=== Written exercise ===
Reproduce the following lines exactly as they are.

Object position labeling entries:
:::

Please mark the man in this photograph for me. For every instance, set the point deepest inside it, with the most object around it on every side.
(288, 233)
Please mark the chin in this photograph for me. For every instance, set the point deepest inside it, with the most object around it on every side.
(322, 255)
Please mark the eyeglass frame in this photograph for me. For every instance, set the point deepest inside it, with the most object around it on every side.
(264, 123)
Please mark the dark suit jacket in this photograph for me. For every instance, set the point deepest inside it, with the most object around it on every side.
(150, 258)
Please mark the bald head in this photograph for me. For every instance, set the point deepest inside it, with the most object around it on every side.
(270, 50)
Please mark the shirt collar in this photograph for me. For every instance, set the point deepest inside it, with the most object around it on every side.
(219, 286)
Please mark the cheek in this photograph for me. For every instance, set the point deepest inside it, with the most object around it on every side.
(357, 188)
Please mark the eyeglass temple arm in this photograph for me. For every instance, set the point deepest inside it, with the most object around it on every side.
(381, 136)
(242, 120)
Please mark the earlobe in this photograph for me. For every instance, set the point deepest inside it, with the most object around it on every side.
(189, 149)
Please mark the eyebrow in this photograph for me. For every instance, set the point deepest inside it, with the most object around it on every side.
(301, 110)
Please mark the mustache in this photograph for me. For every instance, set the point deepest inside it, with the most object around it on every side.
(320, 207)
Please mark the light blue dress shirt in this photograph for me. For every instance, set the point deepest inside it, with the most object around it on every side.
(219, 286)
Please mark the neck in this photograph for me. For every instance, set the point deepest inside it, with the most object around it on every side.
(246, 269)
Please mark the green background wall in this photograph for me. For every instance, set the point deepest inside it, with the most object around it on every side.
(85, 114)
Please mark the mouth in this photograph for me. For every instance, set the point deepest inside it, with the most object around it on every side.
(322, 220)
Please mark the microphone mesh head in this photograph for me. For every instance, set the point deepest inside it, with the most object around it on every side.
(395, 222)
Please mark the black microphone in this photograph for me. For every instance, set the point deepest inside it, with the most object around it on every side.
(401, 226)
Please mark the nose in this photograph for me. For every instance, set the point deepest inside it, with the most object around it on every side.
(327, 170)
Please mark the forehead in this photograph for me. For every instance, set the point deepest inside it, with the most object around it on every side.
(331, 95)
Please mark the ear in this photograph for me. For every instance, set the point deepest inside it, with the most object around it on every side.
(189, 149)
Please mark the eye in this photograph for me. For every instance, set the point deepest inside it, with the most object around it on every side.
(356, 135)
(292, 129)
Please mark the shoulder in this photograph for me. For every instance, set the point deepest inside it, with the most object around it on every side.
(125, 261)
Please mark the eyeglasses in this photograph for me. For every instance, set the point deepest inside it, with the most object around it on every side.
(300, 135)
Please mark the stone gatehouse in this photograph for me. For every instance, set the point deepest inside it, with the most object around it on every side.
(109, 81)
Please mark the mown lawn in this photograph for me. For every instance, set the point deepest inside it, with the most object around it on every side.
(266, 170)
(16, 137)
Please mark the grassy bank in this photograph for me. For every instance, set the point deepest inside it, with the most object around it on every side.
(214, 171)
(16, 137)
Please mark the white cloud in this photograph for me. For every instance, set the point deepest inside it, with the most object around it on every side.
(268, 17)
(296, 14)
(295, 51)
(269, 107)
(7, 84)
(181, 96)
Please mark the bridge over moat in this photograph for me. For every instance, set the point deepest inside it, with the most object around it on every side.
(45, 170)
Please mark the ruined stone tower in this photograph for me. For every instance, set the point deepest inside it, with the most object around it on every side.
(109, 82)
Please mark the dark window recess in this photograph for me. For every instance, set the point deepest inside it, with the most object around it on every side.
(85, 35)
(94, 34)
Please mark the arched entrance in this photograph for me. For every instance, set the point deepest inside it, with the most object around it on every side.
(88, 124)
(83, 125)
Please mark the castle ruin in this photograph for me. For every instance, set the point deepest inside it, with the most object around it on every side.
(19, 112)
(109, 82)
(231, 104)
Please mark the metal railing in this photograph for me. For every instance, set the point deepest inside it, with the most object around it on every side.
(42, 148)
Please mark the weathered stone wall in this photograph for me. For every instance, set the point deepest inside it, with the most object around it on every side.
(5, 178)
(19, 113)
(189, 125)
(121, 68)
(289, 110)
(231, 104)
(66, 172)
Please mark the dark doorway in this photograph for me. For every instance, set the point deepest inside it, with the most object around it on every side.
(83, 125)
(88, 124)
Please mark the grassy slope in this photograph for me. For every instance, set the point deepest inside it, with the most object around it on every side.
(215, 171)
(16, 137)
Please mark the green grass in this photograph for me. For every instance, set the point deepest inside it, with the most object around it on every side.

:::

=== Problem solution ===
Please mark the man in this photograph for me. For every instance, set the point deepest inside it, with the most object around it on every side.
(288, 233)
Please mark the chin in this photograph for me. For every instance, set the point deepest inside it, with the most object around it on every side.
(322, 255)
Please mark the eyeglass frame in this photograph for me. For every instance, set the point deepest inside it, with the most object around it on every side.
(264, 123)
Please mark the dark suit jacket in this photograph for me. For every instance, set the point deepest inside it, with the most object around it on every side.
(150, 258)
Please mark the bald head in this photograph for me. For every instance, set the point deepest inside it, with the most object around it on every side.
(270, 50)
Please mark the shirt collar in this photograph for me. For every instance, set the point deepest inside it, with the most object around it on every side.
(219, 286)
Please mark the cheek in this photograph for me. For every instance, set the point deepest inside it, with the most object around it on every side.
(357, 188)
Please mark the eyeglass temple arm in this photograph for me. For every instance, set the point deepest inside it, with the most object around it on every side.
(381, 136)
(242, 120)
Please mark the earlobe in this photograph for me. For every instance, set the point deepest inside it, with the most object around it on every side.
(189, 149)
Please mark the eyebrow in this photograph for me. For every instance, set the point deepest inside it, with the most object around it on every side.
(301, 110)
Please mark the mustache in this photograph for me. For every instance, set the point deepest inside it, with the most object around it on every side.
(320, 207)
Please mark the light blue dress shirt in this photograph for me. For every instance, set the point deepest inside it, with the most object around it on every side.
(219, 286)
Please mark the neck in this photograph for me. For every instance, set the point deepest inside it, with the most object around it on every side.
(246, 269)
Please mark the green background wall in this photograph for me. For every instance, set the point deepest inside it, with the most object around it on every side.
(85, 114)
Please mark the mouth in this photograph for me. For every instance, set the point deepest inside it, with the most object around it on every side.
(322, 220)
Please mark the microphone mesh head in this photograph for me. For every instance, set the point deepest inside it, with the most object around it on every side.
(395, 222)
Please mark the black microphone in this photograph for me. For every instance, set the point deepest inside it, with the most object around it on every side.
(401, 226)
Please mark the nose in this photograph for me. For every instance, set the point deepest inside it, with the most object around it on every side.
(327, 170)
Please mark the forehead in this photograph for me. For every instance, set the point deepest inside it, with the most object around it on every side.
(331, 95)
Please mark the ear in this photograph for me. For every instance, set the point deepest inside it, with the most object around it on every side.
(189, 149)
Please mark the eye in this photograph for me. For every instance, set the point deepest inside it, with the most object around it on every side.
(356, 135)
(292, 129)
Please mark the shoulder in this photograph for me. For every instance, set the point deepest inside it, with the most object around it on every side.
(125, 261)
Please mark the eyeglasses in this photograph for me. For every instance, set the point deepest inside it, with the most object around it on every side.
(300, 135)
Please mark the stone gatehouse in this photograph for me. For every instance, set the point deepest inside it, with the most object around it on every side.
(109, 81)
Please mark the mown lawn in this photograph for me. For every instance, set the point deepest inside it, with the most object around it on every side.
(266, 170)
(16, 137)
Please mark the grassy bank in this photograph for me. For every instance, set the point deepest inside it, with the most object around it on every side.
(214, 171)
(16, 137)
Please mark the white cloud in this photograph for me. For every instance, set the point deepest inside it, with the most object around it on every side.
(268, 17)
(296, 14)
(295, 51)
(269, 107)
(7, 84)
(181, 96)
Please mark the bridge over moat in this photograph for me. For every instance, set the point deepest inside it, with the most object around it on every side.
(45, 170)
Please mark the ruined stone tower in this photograph for me. For every instance, set the point deepest inside it, with the most object around it on every side.
(109, 82)
Please mark the dark window recess in this photograph for me. For every instance, set the point deepest inside it, with the most object around it on every side.
(85, 35)
(94, 34)
Please mark the arched entrance in this photograph for me. For every instance, set the point deepest inside it, with the most object around it on every side.
(88, 124)
(83, 125)
Please mark the castle ruin in this photograph for me. For every instance, set the point deepest inside it, with the most object around it on every side.
(19, 112)
(109, 82)
(231, 104)
Please mark the metal railing in this photograph for me. For every instance, set the point deepest inside it, with the most object around it on every side.
(42, 148)
Please mark the weathered stone wall in this photograph for me. For every instance, set the point deepest inside it, with the most object around it on every side.
(5, 178)
(19, 113)
(189, 125)
(121, 68)
(289, 110)
(231, 104)
(66, 172)
Please mark the dark doorway in this photograph for me. For every instance, set the point deepest inside it, with the most object around it on every side.
(83, 125)
(88, 124)
Please mark the grassy slope in this photograph for me. For every instance, set the point deepest inside it, with the most object around it on every side.
(215, 171)
(16, 137)
Please mark the green grass in this photograph for me. For every instance, set the point deepest inside it, with the most object around it on every side.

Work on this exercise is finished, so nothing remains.